Here’s a different theory for why Apple would make such an aggressive decision. Charlie Munger once said, “Show me the incentive, I’ll show you the outcome.” To understand Apple's incentive, we need to better understand who their clients are. Apple reports for Q2 2020 show that selling hardware accounted for 77% of Apple's revenue, while services accounted for the remaining 23%.
Apple services itself is comprised of many products - Apple Music, App Store, Icloud, Itunes, Apple Books, Apple Pay, AppleCare Licencing, and more. In terms of revenue, the only product that is related to advertising is the App Store, but, even here, most of the revenue is driven by app downloads that came from search or in-app purchases and not from paid advertising.
Upon understanding that Apple’s revenue has little to do with advertising, figuring out an alternative agenda for IDFA and Safari changes becomes easier. Apple’s clients are the end-users buying hardware and services, so the incentive is to please them and gain more market share by answering the trend of users demanding more privacy. Taking more advertising dollars from the market can be a nice upside, but not the main agenda.
Also, Apple blocking dozens of 3rd party trackers also earns them trust from their already loyal base of consumers. Those consumers won’t mind Apple using first-party data as long as Apple is the sole company to gain access and they commit to not sharing this data with other ad tech companies they never heard of.
Apple's incentive to gain market share along with recent privacy trends will result in more privacy initiatives in the Apple ecosystem, regardless of what Tim Cook’s company decides to do in the ad space. This can help us tackle the elephant in the room, how Google will react.
The Google Angle
Google has a diverse revenue stream, so they need to balance more types of clients and incentives - brands, agencies, publishers, O&O assets (YouTube, search etc), Android and, finally, the end-user.
Because there are more types of incentives, analyzing the outcome becomes harder. This is why I believe Google hasn't made up its mind on what to do. It releases ideas to the market to figure out how the public and the industry will react, while buying time for new technologies and trends to emerge.

- **Recorded information**:
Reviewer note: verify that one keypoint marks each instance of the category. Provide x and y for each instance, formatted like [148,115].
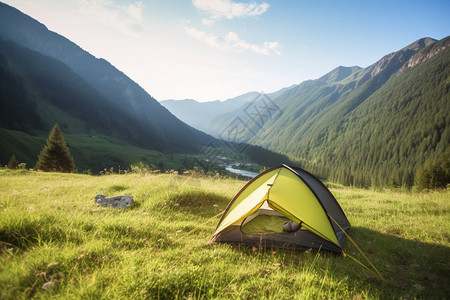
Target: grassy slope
[53,236]
[89,152]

- **Goals**:
1: In the article on Apple's and Google's privacy incentives, what share of Apple's revenue for Q2 2020 came from selling hardware?
2: Resume the article on Apple's and Google's privacy incentives, picking up right after its final sentence.

- **Responses by task**:
1: 77%

2:
My prediction is that the incentive map for google will change and Google will do the same thing Apple is doing, the reasoning behind it is again, the incentive map. As time goes by we will see two trends. Growing pressure from users demanding more privacy combined with some good tech currently being developed to support a cookieless ad ecosystem. Those two trends will change the incentive map enough so it will be in Google’s best interest to do the same thing Apple did and is still doing.
Conclusion
Looking at the incentive map it is easier to understand that it was in Apple best interest to kill 3rd party cookies and IDFA sharing. As a company that mainly sells hardware and user experience, their clients pay extra to enjoy the closed garden Apple experience. Apple might use this opportunity to gain a new ad revenue stream, but there is a small upside and it won’t be the main incentive for their actions.
Google seems to be stalling as the balance between privacy and revenue is not decisive yet. As time goes by, the threat for the advertising part of the business will grow smaller and the potential harm from the user part of the business will grow larger. This pincer movement will change the incentive map for Google and it will ultimately be in their best interest to do what Apple is doing now. When they do, it won’t be to control publishing, fight facebook, or because of any other conspiracies. It will be because changing incentives drive changing outcomes.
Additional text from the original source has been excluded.